En la vigilia de la fiesta de Nuestra Señora de Guadalupe, Patrona de México y Emperatriz de América, cuya festividad se celebra el 12 de diciembre, recordamos su historia.
Un sábado de diciembre del 1531, el indígena Juan Diego, iba de madrugada a la ciudad de México. Al llegar al cerro Tepeyac escuchó que le llamaban desde el cerro: "Juanito, Juan Dieguito".
Él subió y vio una Señora de sobrehumana belleza, vestida brillante como el sol, que dijo: “Juanito: el más pequeño de mis hijos, yo soy la siempre Virgen María, Madre del verdadero Dios, por quien se vive. Deseo que se construya aquí un templo, para en él mostrar y prodigar todo mi amor, compasión, auxilio y defensa a todos los moradores de esta tierra y a todos los que me invoquen y en Mí confíen. Ve donde el Obispo y manifiéstale que deseo un templo en este llano. Pon todo tu esfuerzo. Ten seguro que te agradeceré bien y te lo pagaré”.
Él se arrodilló y dijo: “Señora mía, voy corriendo a cumplir lo que me mandas. Yo soy tu humilde siervo”. Y fue de prisa a la ciudad. Pero cuando el obispo Juan de Zumárraga escuchó, no le creyó y le respondió: “Otro día vendrás y te oiré despacio”.
Juan Diego volvió muy triste. Fue a la cumbre del cerro y encontró allí a la Señora del Cielo que lo esperaba.
“Señora, niña mía, expuse tu mensaje al obispo, pero no me creyó. Quizás pensó que es invención mía. Te ruego que se lo encargues a alguno de los principales para que le crean, porque yo soy un pobre hombrecillo. Perdóname que te cause esta pesadumbre, Señora y Dueña Mía”.
Ella le respondió: “Oye, hijo mío, el más pequeñito, es preciso que tú mismo solicites y ayudes a que se cumpla mi voluntad. Mucho te ruego, hijo mío, y aún te mando, que otra vez vayas mañana a ver al obispo. Dile que yo, en persona, la siempre Virgen María, Madre de Dios, te envía, para hacerle saber mi voluntad: que deben hacer el templo que les pido”.
Al día siguiente, el obispo tampoco le creyó a Juan Diego y le dijo que era necesaria alguna ‘señal maravillosa’ para creer que lo enviaba la Señora del Cielo.
El lunes, Juan Diego no volvió al sitio donde se le aparecía nuestra Señora porque su tío Bernardino estaba muy grave y le rogó que fuera a la capital por un sacerdote. Dio la vuelta por otro lado del Tepeyac, para que no lo detuviera la Señora del Cielo, y llegar pronto. Mas Ella, le salió al encuentro y exclamó:
“Hijo mío, no es tan importante lo que te asusta y aflige. No se entristezca tu corazón ni te llenes de angustia. ¿Acaso no estoy yo aquí, que soy tu Madre? ¿Acaso no soy tu ayuda y protección? No te aflijas por tu tío, que en este momento ha quedado sano. Sube ahora al cerro y hallarás distintas flores. Córtalas y tráelas”.

# # # # #

* Tarea solicitada 1 *
Enumera los sustantivos que, según el relato, la Señora desea mostrar y prodigar en el templo a los moradores de esta tierra.
* Tarea solicitada 2 *
Transcribe sin cambios el fragmento del relato que empieza con las palabras que contienen "Al día siguiente, el" y termina con "Señora del Cielo.".

# # # # #

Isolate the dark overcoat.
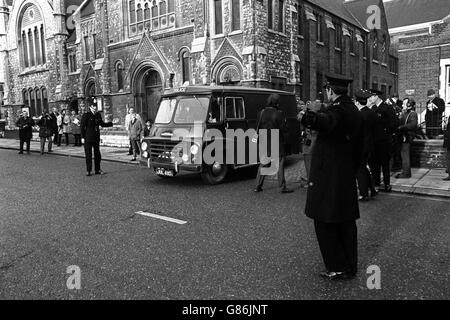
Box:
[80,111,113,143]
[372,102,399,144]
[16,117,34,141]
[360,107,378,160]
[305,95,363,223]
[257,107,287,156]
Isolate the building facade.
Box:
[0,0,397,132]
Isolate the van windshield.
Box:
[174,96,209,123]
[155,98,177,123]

# # # # #

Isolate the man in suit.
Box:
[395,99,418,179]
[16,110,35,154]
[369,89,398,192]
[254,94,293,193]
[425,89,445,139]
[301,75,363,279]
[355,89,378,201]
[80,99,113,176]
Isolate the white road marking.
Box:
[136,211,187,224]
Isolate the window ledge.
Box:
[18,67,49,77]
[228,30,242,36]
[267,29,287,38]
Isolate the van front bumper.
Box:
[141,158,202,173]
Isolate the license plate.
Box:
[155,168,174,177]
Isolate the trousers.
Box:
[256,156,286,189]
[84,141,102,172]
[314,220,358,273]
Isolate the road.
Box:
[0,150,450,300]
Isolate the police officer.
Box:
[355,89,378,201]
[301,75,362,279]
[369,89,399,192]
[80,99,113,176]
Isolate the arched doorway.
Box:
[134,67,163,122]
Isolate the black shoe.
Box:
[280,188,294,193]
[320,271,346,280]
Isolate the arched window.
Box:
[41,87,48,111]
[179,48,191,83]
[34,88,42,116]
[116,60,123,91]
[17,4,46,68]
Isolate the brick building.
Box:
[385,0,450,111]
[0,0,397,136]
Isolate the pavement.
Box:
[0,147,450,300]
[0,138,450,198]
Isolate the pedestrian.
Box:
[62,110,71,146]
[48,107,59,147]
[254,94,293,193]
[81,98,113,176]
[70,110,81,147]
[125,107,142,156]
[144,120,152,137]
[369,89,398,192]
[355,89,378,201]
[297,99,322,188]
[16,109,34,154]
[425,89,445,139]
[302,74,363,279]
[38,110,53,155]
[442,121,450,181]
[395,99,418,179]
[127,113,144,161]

# # # # #

* Respuesta 1 *
amor, compasión, auxilio y defensa

* Respuesta 2 *
Al día siguiente, el obispo tampoco le creyó a Juan Diego y le dijo que era necesaria alguna ‘señal maravillosa’ para creer que lo enviaba la Señora del Cielo.